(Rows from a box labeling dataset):

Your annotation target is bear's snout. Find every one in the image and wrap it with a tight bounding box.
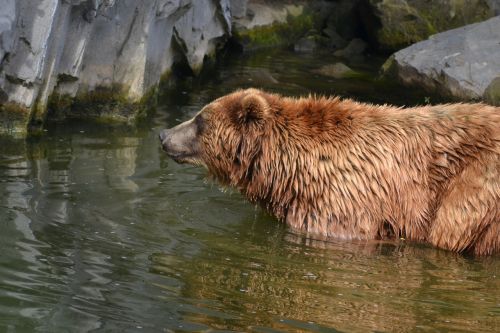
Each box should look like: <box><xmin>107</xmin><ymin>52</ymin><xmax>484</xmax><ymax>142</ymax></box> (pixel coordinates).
<box><xmin>159</xmin><ymin>120</ymin><xmax>198</xmax><ymax>163</ymax></box>
<box><xmin>159</xmin><ymin>130</ymin><xmax>168</xmax><ymax>143</ymax></box>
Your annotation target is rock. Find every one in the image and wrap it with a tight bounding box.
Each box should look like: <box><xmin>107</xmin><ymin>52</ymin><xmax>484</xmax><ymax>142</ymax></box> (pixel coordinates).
<box><xmin>483</xmin><ymin>76</ymin><xmax>500</xmax><ymax>106</ymax></box>
<box><xmin>488</xmin><ymin>0</ymin><xmax>500</xmax><ymax>15</ymax></box>
<box><xmin>0</xmin><ymin>0</ymin><xmax>231</xmax><ymax>135</ymax></box>
<box><xmin>363</xmin><ymin>0</ymin><xmax>500</xmax><ymax>51</ymax></box>
<box><xmin>233</xmin><ymin>0</ymin><xmax>333</xmax><ymax>51</ymax></box>
<box><xmin>384</xmin><ymin>16</ymin><xmax>500</xmax><ymax>104</ymax></box>
<box><xmin>293</xmin><ymin>36</ymin><xmax>318</xmax><ymax>52</ymax></box>
<box><xmin>229</xmin><ymin>0</ymin><xmax>248</xmax><ymax>19</ymax></box>
<box><xmin>333</xmin><ymin>38</ymin><xmax>368</xmax><ymax>58</ymax></box>
<box><xmin>323</xmin><ymin>27</ymin><xmax>347</xmax><ymax>50</ymax></box>
<box><xmin>313</xmin><ymin>62</ymin><xmax>359</xmax><ymax>79</ymax></box>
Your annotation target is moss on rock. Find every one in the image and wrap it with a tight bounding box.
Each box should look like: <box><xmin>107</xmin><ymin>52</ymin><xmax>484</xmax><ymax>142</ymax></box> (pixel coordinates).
<box><xmin>233</xmin><ymin>12</ymin><xmax>316</xmax><ymax>49</ymax></box>
<box><xmin>483</xmin><ymin>77</ymin><xmax>500</xmax><ymax>106</ymax></box>
<box><xmin>47</xmin><ymin>84</ymin><xmax>157</xmax><ymax>123</ymax></box>
<box><xmin>364</xmin><ymin>0</ymin><xmax>494</xmax><ymax>51</ymax></box>
<box><xmin>0</xmin><ymin>102</ymin><xmax>30</xmax><ymax>137</ymax></box>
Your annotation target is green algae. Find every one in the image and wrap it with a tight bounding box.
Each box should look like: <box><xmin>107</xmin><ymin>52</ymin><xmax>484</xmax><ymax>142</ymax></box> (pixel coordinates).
<box><xmin>233</xmin><ymin>12</ymin><xmax>317</xmax><ymax>50</ymax></box>
<box><xmin>0</xmin><ymin>102</ymin><xmax>30</xmax><ymax>137</ymax></box>
<box><xmin>46</xmin><ymin>84</ymin><xmax>158</xmax><ymax>124</ymax></box>
<box><xmin>368</xmin><ymin>0</ymin><xmax>494</xmax><ymax>51</ymax></box>
<box><xmin>483</xmin><ymin>77</ymin><xmax>500</xmax><ymax>106</ymax></box>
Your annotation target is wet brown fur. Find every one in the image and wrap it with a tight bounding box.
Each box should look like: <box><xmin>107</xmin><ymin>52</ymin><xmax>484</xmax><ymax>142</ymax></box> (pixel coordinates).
<box><xmin>194</xmin><ymin>89</ymin><xmax>500</xmax><ymax>255</ymax></box>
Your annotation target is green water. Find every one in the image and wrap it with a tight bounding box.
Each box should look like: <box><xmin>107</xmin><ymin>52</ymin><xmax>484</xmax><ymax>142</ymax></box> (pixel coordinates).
<box><xmin>0</xmin><ymin>52</ymin><xmax>500</xmax><ymax>332</ymax></box>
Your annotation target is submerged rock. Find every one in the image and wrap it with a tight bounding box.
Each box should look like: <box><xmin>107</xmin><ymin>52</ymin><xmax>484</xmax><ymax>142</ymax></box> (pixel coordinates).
<box><xmin>383</xmin><ymin>16</ymin><xmax>500</xmax><ymax>105</ymax></box>
<box><xmin>314</xmin><ymin>62</ymin><xmax>359</xmax><ymax>79</ymax></box>
<box><xmin>0</xmin><ymin>0</ymin><xmax>231</xmax><ymax>135</ymax></box>
<box><xmin>333</xmin><ymin>38</ymin><xmax>368</xmax><ymax>58</ymax></box>
<box><xmin>363</xmin><ymin>0</ymin><xmax>500</xmax><ymax>50</ymax></box>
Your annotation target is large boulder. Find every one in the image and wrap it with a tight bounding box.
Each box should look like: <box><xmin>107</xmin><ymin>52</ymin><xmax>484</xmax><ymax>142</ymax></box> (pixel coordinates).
<box><xmin>383</xmin><ymin>16</ymin><xmax>500</xmax><ymax>105</ymax></box>
<box><xmin>363</xmin><ymin>0</ymin><xmax>500</xmax><ymax>51</ymax></box>
<box><xmin>0</xmin><ymin>0</ymin><xmax>231</xmax><ymax>135</ymax></box>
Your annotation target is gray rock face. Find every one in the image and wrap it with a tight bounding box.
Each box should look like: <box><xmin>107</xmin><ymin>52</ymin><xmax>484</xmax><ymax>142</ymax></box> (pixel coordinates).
<box><xmin>384</xmin><ymin>16</ymin><xmax>500</xmax><ymax>104</ymax></box>
<box><xmin>0</xmin><ymin>0</ymin><xmax>231</xmax><ymax>120</ymax></box>
<box><xmin>364</xmin><ymin>0</ymin><xmax>500</xmax><ymax>51</ymax></box>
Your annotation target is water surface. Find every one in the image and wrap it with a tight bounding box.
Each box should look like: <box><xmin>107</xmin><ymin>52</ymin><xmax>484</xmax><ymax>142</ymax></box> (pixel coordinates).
<box><xmin>0</xmin><ymin>51</ymin><xmax>500</xmax><ymax>332</ymax></box>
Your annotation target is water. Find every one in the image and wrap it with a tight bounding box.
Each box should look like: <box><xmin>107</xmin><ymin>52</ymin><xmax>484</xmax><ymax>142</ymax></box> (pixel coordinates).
<box><xmin>0</xmin><ymin>52</ymin><xmax>500</xmax><ymax>332</ymax></box>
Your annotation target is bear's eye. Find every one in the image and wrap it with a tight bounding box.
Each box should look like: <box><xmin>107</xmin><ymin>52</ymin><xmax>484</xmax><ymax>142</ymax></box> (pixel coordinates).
<box><xmin>194</xmin><ymin>115</ymin><xmax>205</xmax><ymax>135</ymax></box>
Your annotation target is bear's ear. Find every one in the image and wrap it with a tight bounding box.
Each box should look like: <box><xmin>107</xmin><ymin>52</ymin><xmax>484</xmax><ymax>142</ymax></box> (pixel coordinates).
<box><xmin>238</xmin><ymin>93</ymin><xmax>269</xmax><ymax>124</ymax></box>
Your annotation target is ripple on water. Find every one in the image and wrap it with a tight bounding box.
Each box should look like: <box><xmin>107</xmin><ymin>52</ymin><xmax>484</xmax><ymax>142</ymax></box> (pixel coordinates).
<box><xmin>0</xmin><ymin>48</ymin><xmax>500</xmax><ymax>332</ymax></box>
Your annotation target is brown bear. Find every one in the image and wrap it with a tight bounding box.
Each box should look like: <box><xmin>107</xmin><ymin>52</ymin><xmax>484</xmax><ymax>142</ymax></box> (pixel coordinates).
<box><xmin>160</xmin><ymin>89</ymin><xmax>500</xmax><ymax>255</ymax></box>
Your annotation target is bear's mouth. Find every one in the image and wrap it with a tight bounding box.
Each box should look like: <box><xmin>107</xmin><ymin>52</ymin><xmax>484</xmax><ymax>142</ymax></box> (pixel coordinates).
<box><xmin>165</xmin><ymin>151</ymin><xmax>205</xmax><ymax>166</ymax></box>
<box><xmin>163</xmin><ymin>148</ymin><xmax>195</xmax><ymax>164</ymax></box>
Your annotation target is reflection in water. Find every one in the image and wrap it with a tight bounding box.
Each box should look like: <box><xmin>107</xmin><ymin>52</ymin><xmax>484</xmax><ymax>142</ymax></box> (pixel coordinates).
<box><xmin>0</xmin><ymin>48</ymin><xmax>500</xmax><ymax>332</ymax></box>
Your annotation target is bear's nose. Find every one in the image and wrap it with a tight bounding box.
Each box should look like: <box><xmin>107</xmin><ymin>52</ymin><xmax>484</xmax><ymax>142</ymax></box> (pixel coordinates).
<box><xmin>160</xmin><ymin>130</ymin><xmax>168</xmax><ymax>142</ymax></box>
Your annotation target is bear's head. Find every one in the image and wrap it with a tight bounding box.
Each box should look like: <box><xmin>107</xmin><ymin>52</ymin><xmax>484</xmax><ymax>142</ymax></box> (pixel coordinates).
<box><xmin>160</xmin><ymin>89</ymin><xmax>273</xmax><ymax>189</ymax></box>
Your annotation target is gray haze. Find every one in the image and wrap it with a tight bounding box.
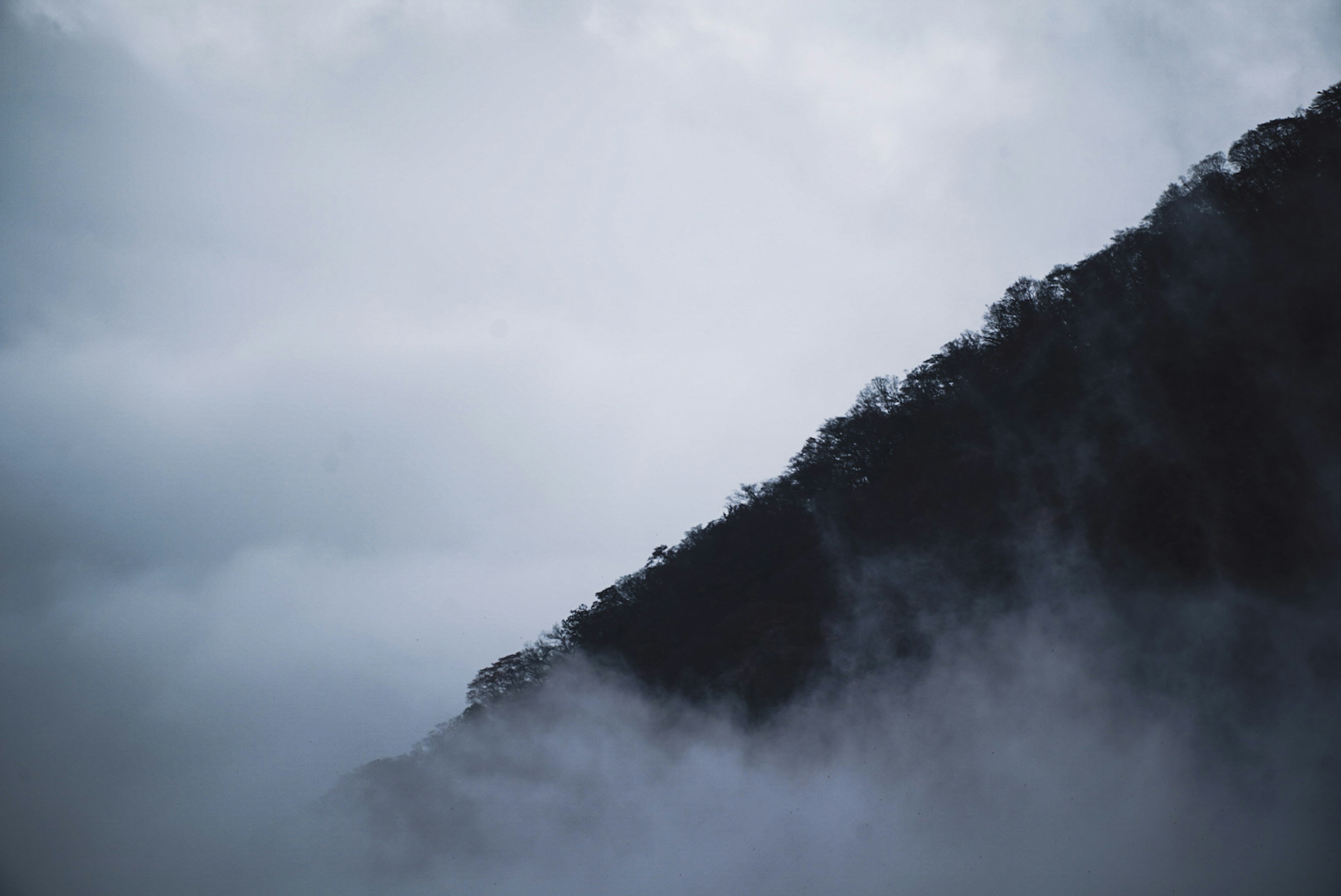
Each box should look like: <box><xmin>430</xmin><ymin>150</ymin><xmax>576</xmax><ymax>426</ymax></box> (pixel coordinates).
<box><xmin>0</xmin><ymin>0</ymin><xmax>1341</xmax><ymax>893</ymax></box>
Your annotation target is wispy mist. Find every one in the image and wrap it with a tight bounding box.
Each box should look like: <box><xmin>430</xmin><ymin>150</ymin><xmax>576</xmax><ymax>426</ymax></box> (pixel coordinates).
<box><xmin>0</xmin><ymin>0</ymin><xmax>1341</xmax><ymax>893</ymax></box>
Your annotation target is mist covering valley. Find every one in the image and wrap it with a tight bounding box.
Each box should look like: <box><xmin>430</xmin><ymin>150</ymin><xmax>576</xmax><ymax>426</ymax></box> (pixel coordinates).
<box><xmin>0</xmin><ymin>3</ymin><xmax>1341</xmax><ymax>896</ymax></box>
<box><xmin>314</xmin><ymin>86</ymin><xmax>1341</xmax><ymax>893</ymax></box>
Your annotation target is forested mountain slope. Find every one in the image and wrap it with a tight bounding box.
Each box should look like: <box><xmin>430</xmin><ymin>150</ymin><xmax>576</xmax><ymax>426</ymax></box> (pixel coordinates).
<box><xmin>467</xmin><ymin>86</ymin><xmax>1341</xmax><ymax>715</ymax></box>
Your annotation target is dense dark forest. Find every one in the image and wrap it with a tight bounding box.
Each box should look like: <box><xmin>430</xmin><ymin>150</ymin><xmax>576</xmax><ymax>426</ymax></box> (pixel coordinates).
<box><xmin>467</xmin><ymin>86</ymin><xmax>1341</xmax><ymax>716</ymax></box>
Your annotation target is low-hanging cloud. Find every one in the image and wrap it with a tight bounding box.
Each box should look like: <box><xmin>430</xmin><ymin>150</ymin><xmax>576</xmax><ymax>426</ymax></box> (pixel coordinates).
<box><xmin>308</xmin><ymin>594</ymin><xmax>1341</xmax><ymax>893</ymax></box>
<box><xmin>0</xmin><ymin>0</ymin><xmax>1341</xmax><ymax>893</ymax></box>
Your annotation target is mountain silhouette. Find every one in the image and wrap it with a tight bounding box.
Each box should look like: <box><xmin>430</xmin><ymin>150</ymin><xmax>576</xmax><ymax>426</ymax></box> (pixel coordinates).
<box><xmin>453</xmin><ymin>85</ymin><xmax>1341</xmax><ymax>716</ymax></box>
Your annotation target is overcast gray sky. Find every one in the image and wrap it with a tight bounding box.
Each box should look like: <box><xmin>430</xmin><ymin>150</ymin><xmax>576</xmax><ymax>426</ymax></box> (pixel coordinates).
<box><xmin>0</xmin><ymin>0</ymin><xmax>1341</xmax><ymax>890</ymax></box>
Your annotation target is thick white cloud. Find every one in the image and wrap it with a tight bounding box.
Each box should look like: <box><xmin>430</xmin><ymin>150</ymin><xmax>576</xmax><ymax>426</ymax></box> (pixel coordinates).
<box><xmin>0</xmin><ymin>0</ymin><xmax>1341</xmax><ymax>890</ymax></box>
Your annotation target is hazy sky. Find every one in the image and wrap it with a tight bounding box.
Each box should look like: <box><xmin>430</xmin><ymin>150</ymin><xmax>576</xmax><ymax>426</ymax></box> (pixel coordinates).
<box><xmin>0</xmin><ymin>0</ymin><xmax>1341</xmax><ymax>890</ymax></box>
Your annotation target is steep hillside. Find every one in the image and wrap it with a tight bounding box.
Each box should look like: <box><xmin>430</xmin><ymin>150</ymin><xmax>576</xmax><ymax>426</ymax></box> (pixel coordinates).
<box><xmin>468</xmin><ymin>86</ymin><xmax>1341</xmax><ymax>715</ymax></box>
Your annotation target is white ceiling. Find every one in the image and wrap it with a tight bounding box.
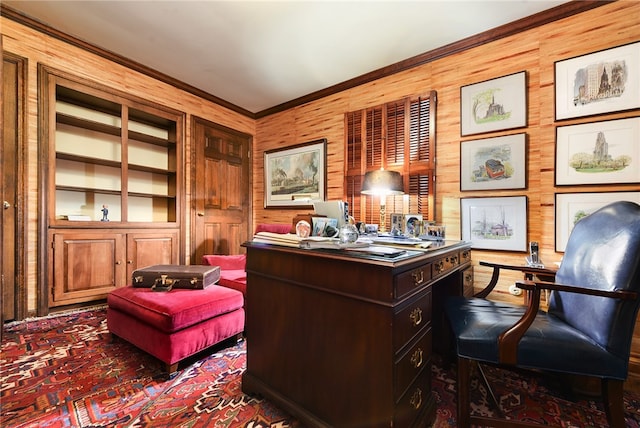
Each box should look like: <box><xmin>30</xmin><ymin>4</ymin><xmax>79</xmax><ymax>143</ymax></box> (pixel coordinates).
<box><xmin>2</xmin><ymin>0</ymin><xmax>566</xmax><ymax>113</ymax></box>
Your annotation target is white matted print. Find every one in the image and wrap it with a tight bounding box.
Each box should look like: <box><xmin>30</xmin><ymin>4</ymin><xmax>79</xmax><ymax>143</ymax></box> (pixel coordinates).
<box><xmin>460</xmin><ymin>134</ymin><xmax>526</xmax><ymax>191</ymax></box>
<box><xmin>555</xmin><ymin>192</ymin><xmax>640</xmax><ymax>252</ymax></box>
<box><xmin>555</xmin><ymin>42</ymin><xmax>640</xmax><ymax>120</ymax></box>
<box><xmin>460</xmin><ymin>196</ymin><xmax>527</xmax><ymax>251</ymax></box>
<box><xmin>460</xmin><ymin>71</ymin><xmax>527</xmax><ymax>136</ymax></box>
<box><xmin>555</xmin><ymin>117</ymin><xmax>640</xmax><ymax>186</ymax></box>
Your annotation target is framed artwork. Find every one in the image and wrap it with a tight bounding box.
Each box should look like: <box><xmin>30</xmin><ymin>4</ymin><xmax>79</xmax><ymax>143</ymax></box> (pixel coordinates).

(Exercise directions):
Filter the records above down to only the lines that contain the word "bear", copying each such line.

(Answer):
Your annotation target is bear's snout. Find every one in the image and wrap it with a tight bounding box.
Your annotation target is bear's eye. Find every one in the image and wrap it with a tight bounding box.
Your annotation target is bear's ear. Find every one in the image and wrap it with a tight bounding box.
Your annotation target is brown bear. Find every one in the image and wrap it with a tight bounding box.
Your annotation target is bear's mouth. Find every one in the image and wrap it with a tight bounding box.
Your annotation target is bear's nose. Find every one in the image and wrap it with a tight bounding box.
Your annotation target is bear's head. Find every one in the image and wrap it with a tight bounding box.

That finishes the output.